**Task**:
The entries are to be returned exactly, with images left out.
-- start of Exercise inputs --
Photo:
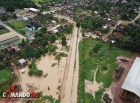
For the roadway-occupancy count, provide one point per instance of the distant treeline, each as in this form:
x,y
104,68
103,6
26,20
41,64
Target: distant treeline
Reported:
x,y
11,5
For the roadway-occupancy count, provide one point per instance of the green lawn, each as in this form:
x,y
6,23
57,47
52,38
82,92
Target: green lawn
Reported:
x,y
18,24
5,75
3,31
36,1
106,56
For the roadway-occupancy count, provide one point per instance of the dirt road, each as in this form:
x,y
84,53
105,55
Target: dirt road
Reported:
x,y
76,72
14,32
70,79
105,36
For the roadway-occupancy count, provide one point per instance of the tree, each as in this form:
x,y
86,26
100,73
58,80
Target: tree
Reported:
x,y
39,73
14,16
4,18
63,41
95,50
78,24
43,29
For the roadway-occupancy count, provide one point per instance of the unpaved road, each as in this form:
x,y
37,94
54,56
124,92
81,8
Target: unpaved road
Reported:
x,y
14,32
105,36
70,79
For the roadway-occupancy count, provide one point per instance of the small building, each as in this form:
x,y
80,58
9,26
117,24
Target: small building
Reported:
x,y
22,62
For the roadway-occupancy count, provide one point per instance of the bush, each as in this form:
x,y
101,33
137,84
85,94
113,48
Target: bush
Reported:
x,y
39,73
54,64
104,67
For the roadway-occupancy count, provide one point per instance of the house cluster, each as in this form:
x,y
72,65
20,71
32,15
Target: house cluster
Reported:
x,y
9,53
34,25
93,34
119,31
27,13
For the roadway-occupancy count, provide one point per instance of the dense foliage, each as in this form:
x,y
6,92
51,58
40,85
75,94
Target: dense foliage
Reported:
x,y
11,5
131,39
34,70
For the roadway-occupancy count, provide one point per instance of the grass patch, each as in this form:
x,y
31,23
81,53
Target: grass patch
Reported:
x,y
105,59
89,98
3,31
18,24
5,75
36,1
54,64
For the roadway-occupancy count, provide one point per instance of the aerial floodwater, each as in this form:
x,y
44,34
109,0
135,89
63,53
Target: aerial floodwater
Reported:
x,y
69,51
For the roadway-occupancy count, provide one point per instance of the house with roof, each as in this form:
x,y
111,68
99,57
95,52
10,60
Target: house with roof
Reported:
x,y
34,10
36,25
2,57
30,27
22,62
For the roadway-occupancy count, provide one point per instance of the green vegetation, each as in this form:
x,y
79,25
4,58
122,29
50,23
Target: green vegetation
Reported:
x,y
34,70
102,56
11,5
54,64
36,1
59,56
18,24
89,98
59,87
5,75
43,99
131,39
3,31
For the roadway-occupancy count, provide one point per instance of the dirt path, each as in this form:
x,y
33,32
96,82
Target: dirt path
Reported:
x,y
68,75
14,32
92,87
70,80
106,35
76,72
-- end of Exercise inputs --
**Result for this exercise**:
Photo:
For the roadway-occupancy count, provide one point per instance of the distant treeline, each as in this form:
x,y
104,68
103,6
26,20
41,64
Target: distant treeline
Reported:
x,y
11,5
For the roadway-occupancy count, provide one point per instance of the green lawn, each as in this form:
x,y
6,23
57,47
52,38
82,92
Target: green lawn
Reported:
x,y
18,24
5,75
3,31
36,1
106,56
For the roadway-occupancy count, provide one point per instance of the dirt road, each as in this form:
x,y
84,53
105,55
Target: dirt road
Reported:
x,y
76,72
14,32
70,79
105,36
For the roadway-occupancy count, provide one point per instance of the tree, each as in this form:
x,y
86,26
100,73
58,80
Target: tree
Reported:
x,y
39,73
14,16
4,18
63,41
95,50
78,24
43,29
For the roadway-occupancy count, provide one point per instance of the unpaved road, each as in this form:
x,y
37,94
54,56
124,92
81,8
Target: unpaved road
Reported:
x,y
14,32
105,36
70,79
For the roadway-occupancy count, provide one point per instance of the small building, each as in this form:
x,y
80,58
9,26
117,24
Target: small building
Reported:
x,y
22,62
For the roadway-occupancy count, provide one point per instance of the bush, each as in this form:
x,y
101,33
137,84
85,94
113,48
Target: bush
Reported:
x,y
39,73
54,64
104,67
For the roadway-occupancy count, provide one point per instance of the house cluster, each as in this form:
x,y
72,65
20,71
32,15
Target: house cluster
Reported:
x,y
9,53
34,25
93,34
119,31
27,13
For the roadway-occupancy count, provide one point per instance of the dense foliage, each as in this form:
x,y
6,92
51,58
40,85
75,94
Target: dense foliage
Reported:
x,y
11,5
131,39
34,70
For the roadway-occupancy count, provide one point per instance of the grass patch, each as in this form:
x,y
31,23
81,53
Target: grass patch
Reported:
x,y
105,59
89,98
3,31
18,24
5,75
36,1
54,64
For the roadway-occupancy count, provide one point per instance of the aerial floodwater, each as in this form:
x,y
44,34
109,0
135,89
63,53
Target: aerial floodwater
Reported:
x,y
69,51
For the roadway-occupancy count, provide one point per instance of the house with roof, each as in this form:
x,y
111,68
99,57
95,52
10,60
Target: house with roof
Reported:
x,y
34,10
36,25
2,57
30,27
22,62
For the roadway-occupancy count, provide one point per instance of the green vegetation, each as in this form:
x,y
79,25
4,58
122,29
50,23
Target: green vegetation
Reported:
x,y
34,70
102,56
11,5
54,64
36,1
59,56
18,24
89,98
59,87
5,75
43,99
131,39
3,31
For the roadway-occupancy count, provide one point per instance of the dirt path, each as in this form:
x,y
33,32
96,82
Target: dirt path
Reported:
x,y
68,75
14,32
92,87
70,80
106,35
76,72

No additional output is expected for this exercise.